[[ Provided data, beginning ]]

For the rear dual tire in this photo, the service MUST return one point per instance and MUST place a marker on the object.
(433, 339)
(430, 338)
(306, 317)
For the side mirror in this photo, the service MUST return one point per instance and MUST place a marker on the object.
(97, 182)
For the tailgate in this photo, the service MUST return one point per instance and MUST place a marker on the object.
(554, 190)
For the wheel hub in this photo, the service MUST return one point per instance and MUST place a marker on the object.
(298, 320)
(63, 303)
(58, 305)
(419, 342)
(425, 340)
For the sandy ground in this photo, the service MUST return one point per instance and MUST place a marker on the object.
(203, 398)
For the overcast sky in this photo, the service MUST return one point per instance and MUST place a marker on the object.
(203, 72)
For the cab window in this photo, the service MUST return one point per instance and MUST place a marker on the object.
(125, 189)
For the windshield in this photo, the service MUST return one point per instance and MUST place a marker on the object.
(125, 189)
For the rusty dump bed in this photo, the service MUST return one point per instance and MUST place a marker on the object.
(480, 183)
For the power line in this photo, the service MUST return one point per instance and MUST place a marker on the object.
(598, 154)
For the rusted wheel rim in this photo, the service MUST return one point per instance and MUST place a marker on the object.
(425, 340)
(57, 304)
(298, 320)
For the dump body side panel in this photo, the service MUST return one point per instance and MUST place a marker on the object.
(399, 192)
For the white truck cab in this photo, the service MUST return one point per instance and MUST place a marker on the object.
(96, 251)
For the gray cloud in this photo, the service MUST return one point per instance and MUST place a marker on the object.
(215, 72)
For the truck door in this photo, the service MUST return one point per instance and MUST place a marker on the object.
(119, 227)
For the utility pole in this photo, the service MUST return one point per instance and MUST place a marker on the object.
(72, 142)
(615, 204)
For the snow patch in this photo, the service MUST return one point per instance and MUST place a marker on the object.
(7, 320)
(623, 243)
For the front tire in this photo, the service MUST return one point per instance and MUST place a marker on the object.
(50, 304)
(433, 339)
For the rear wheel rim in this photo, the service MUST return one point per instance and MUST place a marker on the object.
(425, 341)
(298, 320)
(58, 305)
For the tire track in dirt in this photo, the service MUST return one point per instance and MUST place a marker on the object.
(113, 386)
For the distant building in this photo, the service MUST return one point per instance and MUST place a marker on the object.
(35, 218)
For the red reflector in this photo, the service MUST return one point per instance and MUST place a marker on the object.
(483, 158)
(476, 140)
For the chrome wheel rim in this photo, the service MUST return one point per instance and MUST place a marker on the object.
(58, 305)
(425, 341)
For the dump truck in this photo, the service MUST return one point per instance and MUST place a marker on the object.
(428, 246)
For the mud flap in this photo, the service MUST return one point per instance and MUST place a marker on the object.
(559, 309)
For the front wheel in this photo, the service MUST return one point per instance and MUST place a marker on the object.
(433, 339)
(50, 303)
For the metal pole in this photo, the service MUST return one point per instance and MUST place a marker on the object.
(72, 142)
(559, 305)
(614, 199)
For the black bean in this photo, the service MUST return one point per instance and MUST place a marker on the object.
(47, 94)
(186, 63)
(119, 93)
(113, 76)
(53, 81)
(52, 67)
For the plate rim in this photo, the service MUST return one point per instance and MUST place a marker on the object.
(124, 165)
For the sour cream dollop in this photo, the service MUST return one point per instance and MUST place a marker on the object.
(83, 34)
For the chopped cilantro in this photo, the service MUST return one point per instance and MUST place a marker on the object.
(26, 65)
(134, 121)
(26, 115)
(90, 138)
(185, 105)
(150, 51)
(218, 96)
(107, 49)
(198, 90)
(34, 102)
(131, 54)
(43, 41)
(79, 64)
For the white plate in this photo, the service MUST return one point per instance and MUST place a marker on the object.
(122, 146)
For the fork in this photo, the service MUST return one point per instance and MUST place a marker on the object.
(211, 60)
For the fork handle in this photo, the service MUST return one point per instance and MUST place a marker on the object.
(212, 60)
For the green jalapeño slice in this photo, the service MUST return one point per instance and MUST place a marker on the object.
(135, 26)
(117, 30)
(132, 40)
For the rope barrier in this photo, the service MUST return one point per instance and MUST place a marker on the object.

[[ Provided data, end ]]
[[ Provided data, beginning ]]

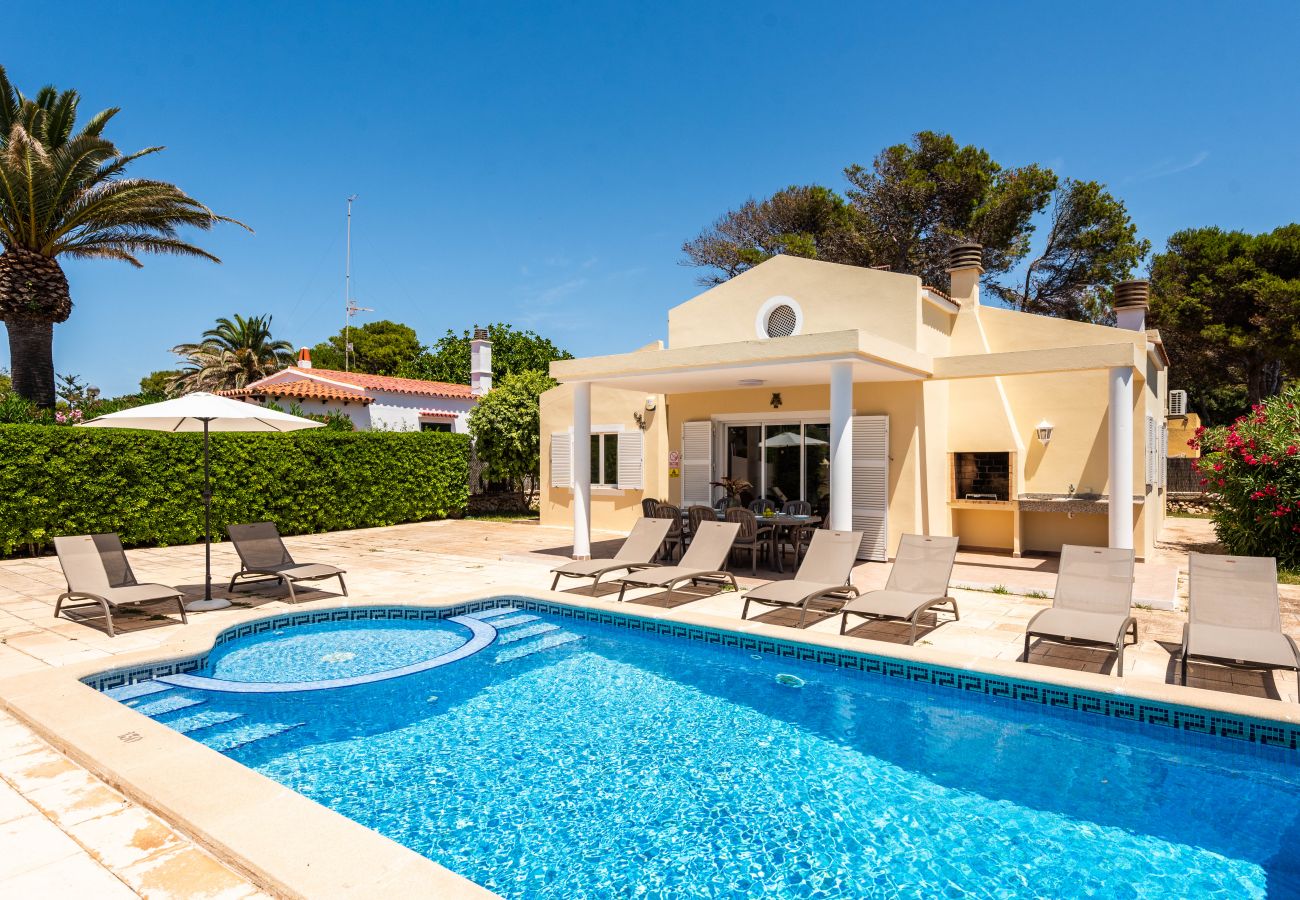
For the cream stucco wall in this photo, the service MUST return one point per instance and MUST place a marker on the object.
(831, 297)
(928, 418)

[[ Provided data, end ]]
[[ Provided data, beginning ]]

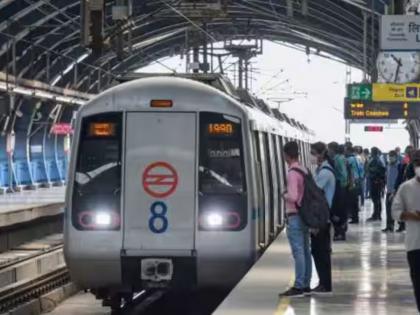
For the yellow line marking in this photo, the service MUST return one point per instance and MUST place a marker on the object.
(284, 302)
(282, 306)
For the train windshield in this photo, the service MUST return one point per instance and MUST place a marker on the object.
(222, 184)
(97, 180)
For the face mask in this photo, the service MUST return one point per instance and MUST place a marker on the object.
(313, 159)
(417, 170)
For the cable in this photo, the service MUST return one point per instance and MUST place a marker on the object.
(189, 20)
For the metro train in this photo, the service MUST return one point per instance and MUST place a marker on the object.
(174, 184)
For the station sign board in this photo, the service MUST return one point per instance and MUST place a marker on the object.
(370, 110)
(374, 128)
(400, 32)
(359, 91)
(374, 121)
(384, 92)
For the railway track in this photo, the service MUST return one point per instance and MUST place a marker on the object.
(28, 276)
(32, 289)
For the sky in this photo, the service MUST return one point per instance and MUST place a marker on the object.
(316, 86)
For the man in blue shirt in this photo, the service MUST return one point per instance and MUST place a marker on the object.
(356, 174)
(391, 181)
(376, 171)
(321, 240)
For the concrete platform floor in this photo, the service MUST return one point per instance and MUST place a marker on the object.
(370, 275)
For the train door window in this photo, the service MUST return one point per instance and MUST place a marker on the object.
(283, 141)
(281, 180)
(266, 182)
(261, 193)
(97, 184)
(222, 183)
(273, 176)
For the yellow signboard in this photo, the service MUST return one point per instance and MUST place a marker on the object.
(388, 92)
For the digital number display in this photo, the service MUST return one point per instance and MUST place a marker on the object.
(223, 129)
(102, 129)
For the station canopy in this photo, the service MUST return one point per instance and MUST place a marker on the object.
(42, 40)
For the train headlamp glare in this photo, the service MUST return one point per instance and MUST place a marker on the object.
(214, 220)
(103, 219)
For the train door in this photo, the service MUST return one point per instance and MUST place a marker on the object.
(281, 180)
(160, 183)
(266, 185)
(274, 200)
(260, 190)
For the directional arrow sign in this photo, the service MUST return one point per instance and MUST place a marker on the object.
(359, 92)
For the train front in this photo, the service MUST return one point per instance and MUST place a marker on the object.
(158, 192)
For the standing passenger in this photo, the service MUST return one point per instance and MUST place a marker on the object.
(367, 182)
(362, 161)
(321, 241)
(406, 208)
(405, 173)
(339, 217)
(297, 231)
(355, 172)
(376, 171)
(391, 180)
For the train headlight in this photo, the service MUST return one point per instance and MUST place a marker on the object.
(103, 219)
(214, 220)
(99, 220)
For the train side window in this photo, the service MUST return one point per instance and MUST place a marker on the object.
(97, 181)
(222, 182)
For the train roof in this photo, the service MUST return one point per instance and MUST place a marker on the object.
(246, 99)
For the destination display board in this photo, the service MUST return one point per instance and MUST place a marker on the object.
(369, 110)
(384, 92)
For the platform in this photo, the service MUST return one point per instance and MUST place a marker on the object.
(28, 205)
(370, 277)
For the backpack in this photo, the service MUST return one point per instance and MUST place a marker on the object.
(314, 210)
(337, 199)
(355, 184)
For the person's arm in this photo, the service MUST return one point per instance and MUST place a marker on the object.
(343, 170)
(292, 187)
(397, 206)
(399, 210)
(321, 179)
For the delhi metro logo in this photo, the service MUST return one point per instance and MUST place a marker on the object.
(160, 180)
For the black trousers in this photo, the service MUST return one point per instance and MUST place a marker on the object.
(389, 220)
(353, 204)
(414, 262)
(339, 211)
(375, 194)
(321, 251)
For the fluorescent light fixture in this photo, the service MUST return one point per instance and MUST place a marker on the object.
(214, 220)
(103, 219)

[[ Provided data, end ]]

- **What to produce**: A verbatim transcription is needed of the lines above, starting at the line with "For the fork in" and ending at the line with "For the rope", both included, and of nothing else.

- **Response to the task**:
For the fork in this photo, the service MUST return one point per instance and MUST place a marker on the object.
(211, 60)
For the fork handle in this photo, the service MUST return one point per instance and MUST place a marker on the object.
(212, 60)
For the green jalapeño slice in this photo, the service MUST return one point per instance and MUST place a marker on the object.
(135, 26)
(117, 30)
(132, 40)
For the rope barrier in this photo, the service MUST return one point per instance and MUST place a marker on the object.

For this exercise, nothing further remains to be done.